COMMUNIQUE DES 39 SUR LA MISE EN PLACE DES GHT

NON A LA LIQUIDATION DE LA PSYCHIATRIE DE SECTEUR !

Le Collectif des 39 a pris connaissance des nouvelles dispositions de la loi de Santé votée le 17 Décembre 2015 et en particulier de l’article 69 précisant la mise en place des Groupements Hospitaliers de Territoire. Cet article 69 non spécifique de la psychiatrie, vient pulvériser les illusions que le ministère avait pu semer pour faire croire qu’il préserverait la politique de secteur. Il va de fait restructurer sous prétexte de modernisation l’ensemble du tissu hospitalier (psychiatrie et MCO) dans un but évident de coupes budgétaires drastiques.

Nous rappelons que notre Collectif soutient le projet d’une psychiatrie fondée sur des valeurs d’hospitalité pour la folie. Nous avons tenu avec les CEMEA dans cette intention des Assises de la psychiatrie et du médicosocial en 2013, et nous avons participé à toutes les discussions initiées par le député Denys Robiliard chargé de mission pour la psychiatrie par Marisol Touraine. Nous avions lors d’un meeting réunissant 600 personnes le 1° Novembre 2014 à Montreuil, rappelé que le projet de loi était très loin des attentes exprimées lors des Assises par les professionnels, les patients et les familles. Nous aurions souhaité une loi-cadre en psychiatrie rappelant les spécificités de ce champ qui ne saurait se réduire à une approche biologique, mais suppose une ouverture vers les sciences sociales, la psychanalyse et la psychothérapie institutionnelle. Et plus généralement toute approche qui permette de penser et de prendre soin de la complexité de la vie psychique.
────
• _Énoncé du problème_: Reprenez le communiqué du Collectif des 39 sur les Groupements Hospitaliers de Territoire et poursuivez-le après sa dernière phrase. Le matériel joint ne joue ici aucun rôle.

• _Données fournies_:
────
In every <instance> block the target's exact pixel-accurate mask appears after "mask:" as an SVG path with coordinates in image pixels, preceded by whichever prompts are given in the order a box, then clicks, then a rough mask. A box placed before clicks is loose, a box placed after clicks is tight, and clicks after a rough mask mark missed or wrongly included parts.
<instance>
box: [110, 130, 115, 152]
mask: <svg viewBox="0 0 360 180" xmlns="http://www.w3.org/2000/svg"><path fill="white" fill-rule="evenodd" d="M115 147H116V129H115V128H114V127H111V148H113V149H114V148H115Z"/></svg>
────
• _Résultat_:
Le ministère a prétendu qu’une loi spécifique participerait de la stigmatisation des malades mentaux ! Alors que la loi du 5 juillet 2011 a seulement été toilettée au lieu d’être abrogée,  et garde bien une spécificité pour la contrainte aux soins…

Aujourd’hui c’est l’Association des Directeurs en Santé Mentale qui tire la sonnette d’alarme à propos de la loi et du projet de décret qui devrait s’appliquer avant même d’être promulgué !! Le mot de secteur s’y trouve totalement vidé de son sens de psychiatrie de proximité, les établissements psychiatriques ne peuvent constituer un GHT indépendant sauf dérogation en Conseil d’Etat ! Ces dispositions vont considérablement transformer et aggraver la situation de la psychiatrie : pour ceux qui y travaillent mais aussi pour ceux qui s’y trouvent pris en charge. L’abandon d’un travail de proximité, délaissé au profit de filières de soins par pathologies, ou par durée moyenne de séjour, laissera la place à un tri des patients selon une politique de gestion des populations, avec l’attente de solutions magiques du côté des progrès prétendus dans le diagnostic précoce, et la panacée biologique que l’on nous annonce mensongèrement depuis des décennies. De plus les budgets de la psychiatrie risquent fort d’être absorbés par les autres hôpitaux pour la plupart en déficit financier. Enfin la perte d’indépendance dans la gestion risque fort de la faire passer après les autres disciplines médicales, d’autant que les CHU se retrouvent au cœur de ce nouveau dispositif avec une place prépondérante.

Nous alertons donc les professionnels, les patients et les familles, contre cette transformation qui se fait en catimini et veut s’imposer partout en France  dès le 1° juillet dans une urgence bureaucratique qui ne laisse pas le temps d’une élaboration démocratique. Nous exigeons donc le respect de la démocratie et qu’aucun projet de décret ne s’applique avant sa promulgation au Journal Officiel. Il est impératif que dans sa formulation le décret ne détruise pas la possibilité de poursuivre une psychiatrie à visage humain.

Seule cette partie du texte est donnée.